— Prompt —
A single number is required: how many lines in the entries hold the word "query".

— Data for analysis —
== Segment start ==
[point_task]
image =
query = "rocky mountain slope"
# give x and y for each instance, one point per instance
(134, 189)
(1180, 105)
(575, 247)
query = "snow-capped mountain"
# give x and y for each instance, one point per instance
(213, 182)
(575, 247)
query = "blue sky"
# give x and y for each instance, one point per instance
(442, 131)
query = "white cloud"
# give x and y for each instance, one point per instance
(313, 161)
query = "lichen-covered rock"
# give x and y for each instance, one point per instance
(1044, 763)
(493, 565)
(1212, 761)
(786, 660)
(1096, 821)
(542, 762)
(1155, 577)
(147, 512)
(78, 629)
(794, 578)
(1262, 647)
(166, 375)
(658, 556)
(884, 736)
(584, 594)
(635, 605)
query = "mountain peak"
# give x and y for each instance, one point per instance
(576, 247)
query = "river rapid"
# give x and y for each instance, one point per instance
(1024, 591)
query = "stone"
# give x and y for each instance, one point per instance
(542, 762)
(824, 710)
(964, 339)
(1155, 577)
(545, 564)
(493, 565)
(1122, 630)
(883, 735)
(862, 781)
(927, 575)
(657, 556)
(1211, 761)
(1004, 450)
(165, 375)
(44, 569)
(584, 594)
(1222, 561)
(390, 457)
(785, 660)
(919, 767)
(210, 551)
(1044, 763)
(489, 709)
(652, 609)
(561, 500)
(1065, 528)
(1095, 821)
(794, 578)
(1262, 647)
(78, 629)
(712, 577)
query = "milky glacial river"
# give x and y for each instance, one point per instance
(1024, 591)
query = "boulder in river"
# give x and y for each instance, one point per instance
== Segment end ==
— Solution —
10